### Passage given
=====
# Don't stone me yall - profile help



## Je Ne Sais Quoi (Aug 4, 2008)

Please don't stone me but where do I get the codes or whatever is needed to spice up my profile page?


----------



## tiffers (Aug 4, 2008)

I wanna know too erplexed


----------



## Hairsofab (Aug 4, 2008)

I want to know also. I changed my profile. But at the end of the profile edit, it says "codes" so obviously there is some kind of additional codes you can add to your profile.


----------



## Radianthealth (Aug 4, 2008)

Go to user CP

Then customize profile. There are options to change the color and add pictures to your profile.  I don't know how high tech you want to get.  But after I saw this thread I started playing around with mine


----------



## foxxymami (Aug 4, 2008)

there's a bunch here:

http://html-color-codes.info/
I just googled "html color codes"
=====
In the forum thread on profile help, what steps does Radianthealth give for changing the profile color and adding pictures?

### Information shown
=====
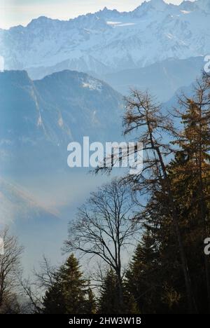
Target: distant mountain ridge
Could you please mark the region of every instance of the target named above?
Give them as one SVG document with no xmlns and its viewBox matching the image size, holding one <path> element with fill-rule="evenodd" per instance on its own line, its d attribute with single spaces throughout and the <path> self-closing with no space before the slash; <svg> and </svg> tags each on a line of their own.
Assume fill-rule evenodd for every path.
=====
### Task output
Go to user CP, then choose customize profile.